### Task details
Every line below should be repeated exactly.

==== Stored data

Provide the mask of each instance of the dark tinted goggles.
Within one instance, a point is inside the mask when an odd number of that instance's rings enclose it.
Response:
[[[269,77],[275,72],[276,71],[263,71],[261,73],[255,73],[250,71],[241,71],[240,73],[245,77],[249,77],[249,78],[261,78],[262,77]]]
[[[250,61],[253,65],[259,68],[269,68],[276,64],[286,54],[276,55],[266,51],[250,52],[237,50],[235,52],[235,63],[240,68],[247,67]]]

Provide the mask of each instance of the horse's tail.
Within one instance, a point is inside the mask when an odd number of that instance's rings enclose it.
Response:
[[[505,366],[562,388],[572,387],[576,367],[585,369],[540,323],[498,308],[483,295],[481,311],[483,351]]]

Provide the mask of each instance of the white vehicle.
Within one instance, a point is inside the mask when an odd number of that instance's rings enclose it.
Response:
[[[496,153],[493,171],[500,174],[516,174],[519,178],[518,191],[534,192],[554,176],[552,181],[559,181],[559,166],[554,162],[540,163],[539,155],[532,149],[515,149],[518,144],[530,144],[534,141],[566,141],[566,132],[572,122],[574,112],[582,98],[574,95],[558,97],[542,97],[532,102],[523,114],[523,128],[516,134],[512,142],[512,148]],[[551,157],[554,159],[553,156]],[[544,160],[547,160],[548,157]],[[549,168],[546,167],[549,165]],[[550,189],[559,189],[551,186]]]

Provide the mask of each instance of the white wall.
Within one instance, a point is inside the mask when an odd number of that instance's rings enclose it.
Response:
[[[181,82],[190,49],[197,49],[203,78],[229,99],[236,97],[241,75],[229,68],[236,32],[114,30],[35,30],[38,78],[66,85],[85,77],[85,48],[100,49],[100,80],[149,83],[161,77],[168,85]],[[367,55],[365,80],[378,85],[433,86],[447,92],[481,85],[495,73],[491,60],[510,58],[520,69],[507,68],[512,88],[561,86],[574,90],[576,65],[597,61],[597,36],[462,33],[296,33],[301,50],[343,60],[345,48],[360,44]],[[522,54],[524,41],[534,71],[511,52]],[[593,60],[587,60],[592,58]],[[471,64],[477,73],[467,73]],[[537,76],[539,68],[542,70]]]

========

### Task response
Provide the mask of each instance of the dark tinted goggles.
Within one instance, a point is inside the mask when an odd number of that instance's rings enclose it.
Response:
[[[269,77],[275,72],[276,71],[263,71],[261,73],[255,73],[250,71],[241,71],[240,73],[245,77],[249,77],[249,78],[261,78],[262,77]]]
[[[250,61],[253,65],[259,68],[269,68],[276,64],[286,54],[276,55],[266,51],[250,52],[237,50],[235,52],[235,63],[240,68],[247,67]]]

Provide the mask of each instance of the horse's tail.
Within one instance, a point is inside the mask when an odd number of that instance's rings enclose it.
Response:
[[[505,366],[562,388],[572,387],[576,367],[585,369],[540,323],[498,308],[483,295],[481,311],[483,351]]]

Provide the mask of each instance of the white vehicle.
Within one instance, a point is inside the mask when an odd number of that instance's rings enclose it.
Response:
[[[496,153],[493,171],[500,174],[516,174],[519,178],[518,191],[534,192],[554,176],[552,181],[559,181],[559,166],[554,162],[540,163],[539,155],[532,149],[515,149],[518,144],[530,144],[534,141],[566,141],[566,132],[572,122],[574,112],[582,98],[574,95],[558,97],[542,97],[532,102],[523,114],[523,128],[516,134],[512,142],[512,148]],[[551,157],[554,159],[553,156]],[[544,160],[547,160],[548,157]],[[549,168],[546,167],[549,165]],[[550,189],[559,189],[551,186]]]

Provide the mask of each instance of the white wall.
Within one instance, a point is inside the mask when an odd number of that instance's rings enclose it.
Response:
[[[181,82],[190,49],[197,49],[203,78],[229,99],[236,97],[241,75],[229,68],[236,32],[114,30],[35,30],[38,78],[66,85],[85,77],[85,48],[100,49],[100,80],[149,83],[161,77],[168,85]],[[367,55],[365,80],[378,85],[433,86],[447,92],[481,85],[495,73],[491,60],[510,58],[520,69],[507,68],[512,88],[561,86],[574,90],[576,65],[597,61],[597,36],[462,33],[296,33],[301,50],[343,60],[345,48],[360,44]],[[522,54],[524,41],[534,71],[511,52]],[[593,60],[587,60],[592,58]],[[471,64],[477,73],[467,73]],[[537,76],[539,68],[542,70]]]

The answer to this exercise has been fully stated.